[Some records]
• • •
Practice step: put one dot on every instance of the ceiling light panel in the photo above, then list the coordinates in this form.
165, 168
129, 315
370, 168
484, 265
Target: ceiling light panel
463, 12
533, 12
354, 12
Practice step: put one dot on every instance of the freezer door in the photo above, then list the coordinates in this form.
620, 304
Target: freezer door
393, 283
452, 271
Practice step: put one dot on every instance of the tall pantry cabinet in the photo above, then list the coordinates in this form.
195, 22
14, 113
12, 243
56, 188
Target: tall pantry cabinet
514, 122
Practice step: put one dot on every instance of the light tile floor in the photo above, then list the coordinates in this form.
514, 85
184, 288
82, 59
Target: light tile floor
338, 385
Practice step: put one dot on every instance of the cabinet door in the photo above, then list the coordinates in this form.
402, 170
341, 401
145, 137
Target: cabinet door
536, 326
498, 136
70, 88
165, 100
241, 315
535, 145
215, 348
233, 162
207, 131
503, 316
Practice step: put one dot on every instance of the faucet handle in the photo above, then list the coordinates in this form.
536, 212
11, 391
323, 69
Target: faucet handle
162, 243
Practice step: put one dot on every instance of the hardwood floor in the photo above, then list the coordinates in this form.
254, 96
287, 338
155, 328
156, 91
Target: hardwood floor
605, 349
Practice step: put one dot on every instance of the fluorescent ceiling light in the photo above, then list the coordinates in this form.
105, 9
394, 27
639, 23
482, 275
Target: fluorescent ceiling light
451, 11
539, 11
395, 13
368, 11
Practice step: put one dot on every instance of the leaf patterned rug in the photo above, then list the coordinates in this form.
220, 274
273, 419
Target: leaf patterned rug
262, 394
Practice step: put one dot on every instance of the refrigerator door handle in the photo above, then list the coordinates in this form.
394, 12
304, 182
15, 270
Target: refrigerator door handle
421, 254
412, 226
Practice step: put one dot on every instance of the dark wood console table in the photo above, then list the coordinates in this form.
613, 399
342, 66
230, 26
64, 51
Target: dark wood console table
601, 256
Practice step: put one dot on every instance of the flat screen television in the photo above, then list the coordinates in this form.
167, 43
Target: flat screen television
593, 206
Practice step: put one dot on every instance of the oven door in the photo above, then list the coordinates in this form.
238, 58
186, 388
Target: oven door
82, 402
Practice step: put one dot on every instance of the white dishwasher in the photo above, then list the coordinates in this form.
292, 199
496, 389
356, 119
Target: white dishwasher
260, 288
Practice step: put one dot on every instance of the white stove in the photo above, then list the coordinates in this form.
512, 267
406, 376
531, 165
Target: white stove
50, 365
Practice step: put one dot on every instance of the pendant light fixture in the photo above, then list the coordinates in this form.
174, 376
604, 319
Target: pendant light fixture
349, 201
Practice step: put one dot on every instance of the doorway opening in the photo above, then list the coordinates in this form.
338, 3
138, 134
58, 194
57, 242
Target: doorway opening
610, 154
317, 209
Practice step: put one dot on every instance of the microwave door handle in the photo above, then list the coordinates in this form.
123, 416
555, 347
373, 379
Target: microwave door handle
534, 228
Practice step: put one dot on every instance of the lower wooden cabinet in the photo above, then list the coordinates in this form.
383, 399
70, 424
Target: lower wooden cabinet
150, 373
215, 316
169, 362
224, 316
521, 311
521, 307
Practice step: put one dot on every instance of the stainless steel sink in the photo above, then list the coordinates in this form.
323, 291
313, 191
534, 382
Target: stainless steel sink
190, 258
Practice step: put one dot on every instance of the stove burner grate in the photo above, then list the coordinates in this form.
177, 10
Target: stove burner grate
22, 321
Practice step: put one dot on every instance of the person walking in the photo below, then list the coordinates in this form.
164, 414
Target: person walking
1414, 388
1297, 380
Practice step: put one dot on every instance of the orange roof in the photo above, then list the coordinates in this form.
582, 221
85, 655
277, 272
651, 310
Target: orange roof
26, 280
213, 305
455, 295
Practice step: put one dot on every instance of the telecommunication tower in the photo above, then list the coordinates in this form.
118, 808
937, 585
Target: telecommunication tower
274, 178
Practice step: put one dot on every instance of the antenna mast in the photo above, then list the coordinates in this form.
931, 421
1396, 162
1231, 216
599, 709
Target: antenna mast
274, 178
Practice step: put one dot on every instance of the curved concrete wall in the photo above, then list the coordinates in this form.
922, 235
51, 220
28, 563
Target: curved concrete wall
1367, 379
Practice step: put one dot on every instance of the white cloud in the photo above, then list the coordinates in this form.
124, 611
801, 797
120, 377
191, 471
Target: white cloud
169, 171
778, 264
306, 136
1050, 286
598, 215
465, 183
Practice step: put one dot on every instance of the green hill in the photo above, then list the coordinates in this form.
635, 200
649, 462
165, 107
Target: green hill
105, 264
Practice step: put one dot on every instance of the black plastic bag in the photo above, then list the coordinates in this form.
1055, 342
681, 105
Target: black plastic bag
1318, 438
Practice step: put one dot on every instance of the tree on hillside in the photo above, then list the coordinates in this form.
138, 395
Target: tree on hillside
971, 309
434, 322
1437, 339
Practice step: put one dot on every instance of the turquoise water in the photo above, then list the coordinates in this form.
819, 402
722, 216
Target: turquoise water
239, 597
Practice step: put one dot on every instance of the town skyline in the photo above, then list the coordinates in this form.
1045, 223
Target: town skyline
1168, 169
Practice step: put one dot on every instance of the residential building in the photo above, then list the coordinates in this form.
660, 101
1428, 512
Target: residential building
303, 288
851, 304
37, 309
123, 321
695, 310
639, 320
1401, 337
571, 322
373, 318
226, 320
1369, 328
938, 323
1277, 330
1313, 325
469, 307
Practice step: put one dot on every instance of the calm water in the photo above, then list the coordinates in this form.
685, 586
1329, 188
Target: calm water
• • •
[EXERCISE REQUIREMENTS]
Convert the lines from the one containing "Practice step: put one dot on every instance of the turquoise" through the final line above into a numbered list, omitting any blank lines.

[CORRECT ANSWER]
1. Practice step: put one dot on every instance of the turquoise water in the photo above, then list the coordinates in this form.
2. 819, 402
3. 722, 216
4. Target: turquoise water
5. 239, 597
6. Practice step: put one dot on every instance of the town skyline in the photo above, then list the coordinates in this form.
7. 1045, 223
8. Target: town skyline
9. 1168, 169
10. Practice step: put one dot on every instance of the residential building in the photo above, then list the coordinates in this form.
11. 660, 101
12. 1428, 512
13. Target: residential building
14. 303, 288
15. 851, 304
16. 37, 309
17. 123, 321
18. 695, 310
19. 639, 320
20. 1401, 337
21. 571, 322
22. 373, 318
23. 226, 320
24. 1369, 328
25. 938, 323
26. 1277, 330
27. 1313, 325
28. 469, 307
29. Practice step: put one dot on every instance of the calm water in the photo above, then list the coordinates in this form.
30. 685, 586
31. 1329, 188
32. Target: calm water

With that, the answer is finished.